● **Excerto do documento**
---

Sem memória, cada noite é a primeira noite, cada manhã a primeira manhã, cada beijo, cada carícia, os primeiros.

Alan LIGHTMAN, Os Sonhos de Einstein

Quinze anos é pouco tempo quando comparado com a idade deste lugar. Mas o meu IST terá apenas quinze anos? Oficialmente, a história começou numa manhã de outono de 1991, mas o enredo vem de longe, desde que aprendi a abrir os olhos e a ver o mundo, o qual, deixando para trás lugares ultramarinos que nunca aproveitei, se transformara irremediavelmente na paisagem urbana que avistava desde a janela do meu quarto. O IST quebrava a monotonia da vista. Vi-o crescer e mudar, e o antropomorfismo veio naturalmente. Chamava-lhe o Técnico, como é conhecido na cidade, e todos os dias, quando abria a janela, ele mostrava-se como que a lembrar-me do destino traçado. Havia uma certeza que me percorria o espírito, moldada por vontades familiares, mesmo quando ainda mal chegava com o nariz ao parapeito: a minha vida passaria por ali.

---

● **Exercício escrito**
Responda a estas perguntas sobre o excerto acerca do IST:
1. De que obra é a citação que abre o excerto?
2. Em que estação e em que ano começou oficialmente a história?
3. Por que nome era chamado o IST, tal como é conhecido na cidade?
Os dados não têm qualquer relação com o excerto.

● **Secção de dados**
---

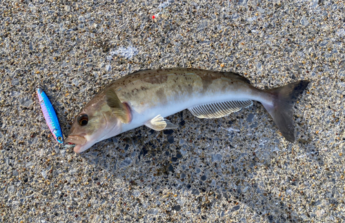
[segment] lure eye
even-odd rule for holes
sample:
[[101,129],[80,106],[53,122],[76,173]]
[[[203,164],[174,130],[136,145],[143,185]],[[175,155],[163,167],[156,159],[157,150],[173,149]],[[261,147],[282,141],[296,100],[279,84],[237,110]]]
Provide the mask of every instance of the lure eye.
[[78,117],[78,123],[81,126],[86,126],[88,124],[88,115],[86,114],[81,115]]

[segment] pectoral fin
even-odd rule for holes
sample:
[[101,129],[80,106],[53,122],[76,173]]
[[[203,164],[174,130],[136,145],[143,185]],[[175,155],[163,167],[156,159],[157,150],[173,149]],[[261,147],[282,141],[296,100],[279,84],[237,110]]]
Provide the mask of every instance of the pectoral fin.
[[155,130],[177,128],[177,126],[174,125],[169,120],[164,119],[161,115],[158,115],[151,120],[148,120],[145,123],[145,125]]
[[112,108],[112,112],[122,123],[128,124],[132,120],[130,109],[127,103],[121,102],[115,92],[110,89],[106,93],[108,106]]

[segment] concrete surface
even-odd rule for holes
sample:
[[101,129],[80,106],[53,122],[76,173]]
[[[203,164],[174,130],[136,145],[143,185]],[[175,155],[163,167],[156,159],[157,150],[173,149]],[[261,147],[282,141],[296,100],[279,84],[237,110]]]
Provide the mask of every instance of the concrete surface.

---

● **Resposta**
1. Os Sonhos de Einstein, de Alan Lightman.
2. Numa manhã de outono de 1991.
3. O Técnico.